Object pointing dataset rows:
□ □ □ □ □ □ □

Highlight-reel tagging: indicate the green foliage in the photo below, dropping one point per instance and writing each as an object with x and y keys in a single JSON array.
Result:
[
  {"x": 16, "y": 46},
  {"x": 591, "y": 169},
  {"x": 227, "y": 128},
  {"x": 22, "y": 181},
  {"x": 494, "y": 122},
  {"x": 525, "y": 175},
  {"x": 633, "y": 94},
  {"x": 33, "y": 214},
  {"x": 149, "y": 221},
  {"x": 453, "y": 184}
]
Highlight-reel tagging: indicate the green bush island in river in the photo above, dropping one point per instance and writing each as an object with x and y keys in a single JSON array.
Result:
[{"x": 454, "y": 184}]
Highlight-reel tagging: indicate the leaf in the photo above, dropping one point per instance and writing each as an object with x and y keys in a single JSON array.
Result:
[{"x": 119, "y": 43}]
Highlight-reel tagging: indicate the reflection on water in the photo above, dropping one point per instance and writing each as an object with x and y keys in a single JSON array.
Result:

□ □ □ □ □ □ □

**Job:** Give back, exactly as written, the lines from the one with "Highlight-reel tagging: indicate the green bush" to the last line.

**Result of the exercise:**
Highlight-reel tagging: indicate the green bush island in river in the photo above, dropping one point per instance and writing each as an object with x and y keys in a single JSON array.
Result:
[{"x": 454, "y": 184}]
Highlight-reel tagging: indicate the leaf in the photo above, dropping one point per instance and writing each as an object with x and y keys in a single JSON array.
Result:
[{"x": 119, "y": 43}]
Highlight-reel tagging: indicate the reflection on water in the photo above, dropping one point per instance and writing each as an object with x and y keys in a single JSON array.
Result:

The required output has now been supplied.